_Selected text_
--------------------------------

Friday, December 20, 2013

GlusterFS and its nature of configuration high availability

Nature

Providing high availability for a volume configuration for a clustered filesystem is of utmost importance, over last couple of years GlusterFS client never really exposed an essential necessity - so we relied on rudimentary style through shell script to provide for and use RRDNS as a workaround with virtual ip's.

Both shell script and RRDNS never really provided us with complete claim that we are going to provide for such configuration high availability. Lot of consumers of GlusterFS client side ended up with broken setup's due to this fact which led to sysadmin anguish.

Recently we came up with an idea that we should get rid of RRDNS as a necessity and also be able to provide all the servers as a list to poll for mounting from command line. We ended with two different patches which provides for the must needed functionality - which are listed below.

commit b610f1be7cd71b8f3e51c224c8b6fe0e7366c8cf
Author: Harshavardhana <harsha@harshavardhana.net>
Date:   Wed Jul 24 13:16:08 2013 -0700

    glusterfsd: Round robin DNS should not be relied upon with
    config service availability for clients.
 
    Backupvolfile server as it stands is slow and prone to errors
    with mount script and its combination with RRDNS. Instead in
    theory it should use all the available nodes in 'trusted pool'
    by default (Right now we don't have a mechanism in place for
    this)
 
    Nevertheless this patch provides a scenario where a list of
    volfile-server can be provided on command as shown below
 
    -----------------------------------------------------------------
    $ glusterfs -s server1 .. -s serverN --volfile-id=<volname> \
          <mount_point>
    -----------------------------------------------------------------
                       OR
    -----------------------------------------------------------------
    $ mount -t glusterfs -obackup-volfile-servers=<server2>: \
          <server3>:...:<serverN> <server1>:/<volname> <mount_point>
    -----------------------------------------------------------------
 
    Here ':' is used as a separator for mount script parsing
 
    Now these will be remembered and recursively attempted for
    fetching vol-file until exhausted. This would ensure that the
    clients get 'volume' configs in a consistent manner avoiding the
    need to poll through RRDNS.

--------------------------------

_Exercise task A_
Answer these from the GlusterFS post, one line each:
(i) What naming workaround, used with virtual IPs, did the post want to stop depending on?
(ii) Which character separates the server names in the mount command's backup-volfile-servers option?
(iii) Who is listed as the author of the commit?
_Exercise task B_
Reproduce the stretch of the GlusterFS post from "GlusterFS and its" through "with virtual ip's.", word for word.

_Supplied records_
--------------------------------

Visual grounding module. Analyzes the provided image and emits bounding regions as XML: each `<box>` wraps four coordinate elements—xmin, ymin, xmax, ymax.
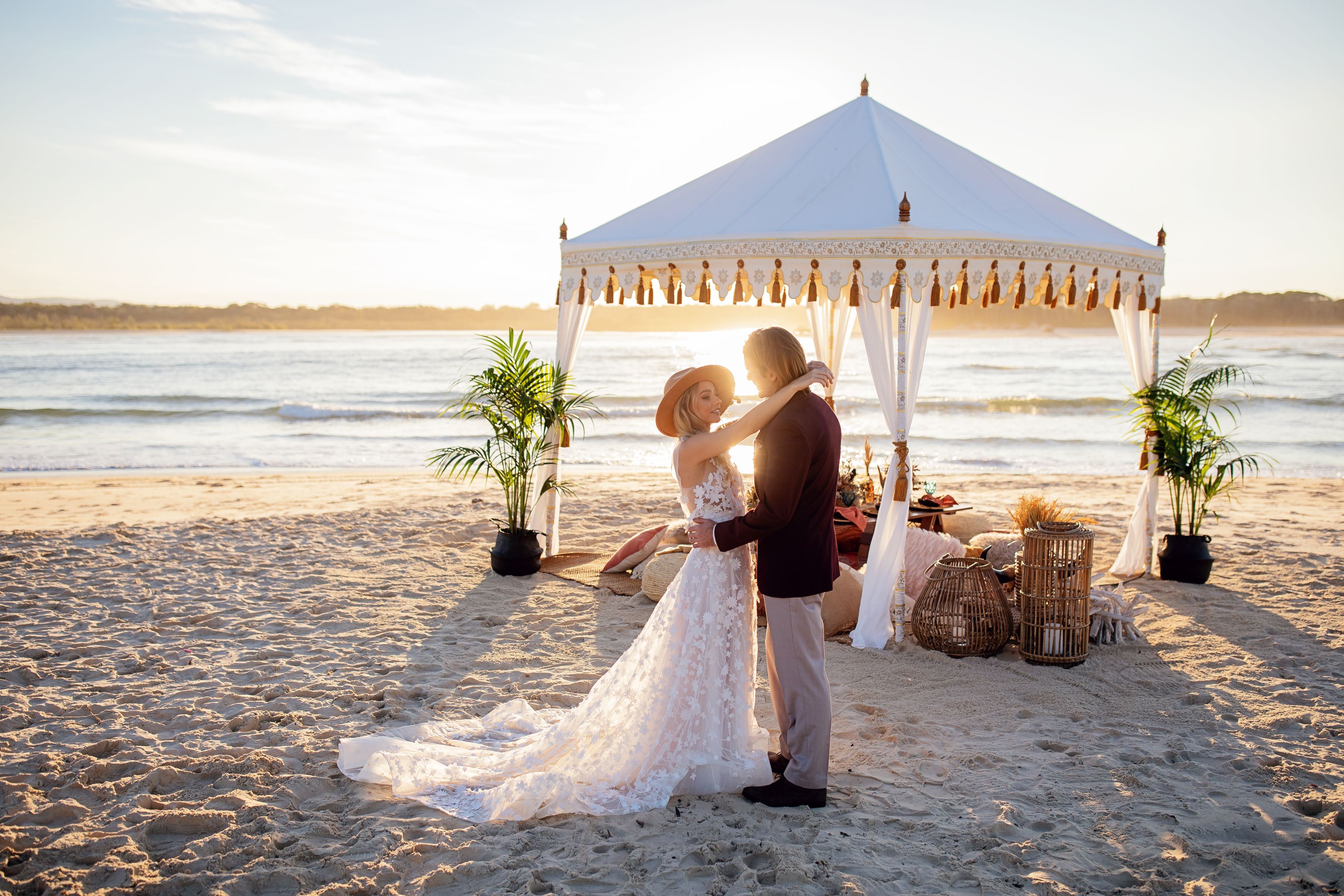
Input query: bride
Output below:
<box><xmin>337</xmin><ymin>363</ymin><xmax>832</xmax><ymax>822</ymax></box>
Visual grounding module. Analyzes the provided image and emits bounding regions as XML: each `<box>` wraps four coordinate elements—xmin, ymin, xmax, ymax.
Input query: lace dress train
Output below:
<box><xmin>337</xmin><ymin>458</ymin><xmax>772</xmax><ymax>822</ymax></box>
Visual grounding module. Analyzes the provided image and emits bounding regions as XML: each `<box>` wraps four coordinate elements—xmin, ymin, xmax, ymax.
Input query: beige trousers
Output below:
<box><xmin>765</xmin><ymin>594</ymin><xmax>830</xmax><ymax>787</ymax></box>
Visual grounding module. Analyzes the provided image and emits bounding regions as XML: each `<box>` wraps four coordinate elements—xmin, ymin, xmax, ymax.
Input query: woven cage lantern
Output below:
<box><xmin>1016</xmin><ymin>522</ymin><xmax>1093</xmax><ymax>666</ymax></box>
<box><xmin>910</xmin><ymin>555</ymin><xmax>1012</xmax><ymax>658</ymax></box>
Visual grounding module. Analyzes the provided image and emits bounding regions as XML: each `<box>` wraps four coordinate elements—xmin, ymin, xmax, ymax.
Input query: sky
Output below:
<box><xmin>0</xmin><ymin>0</ymin><xmax>1344</xmax><ymax>306</ymax></box>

--------------------------------

_Finished answer A_
(i) RRDNS (round robin DNS)
(ii) The colon, ':'
(iii) Harshavardhana

_Finished answer B_
GlusterFS and its nature of configuration high availability

Nature

Providing high availability for a volume configuration for a clustered filesystem is of utmost importance, over last couple of years GlusterFS client never really exposed an essential necessity - so we relied on rudimentary style through shell script to provide for and use RRDNS as a workaround with virtual ip's.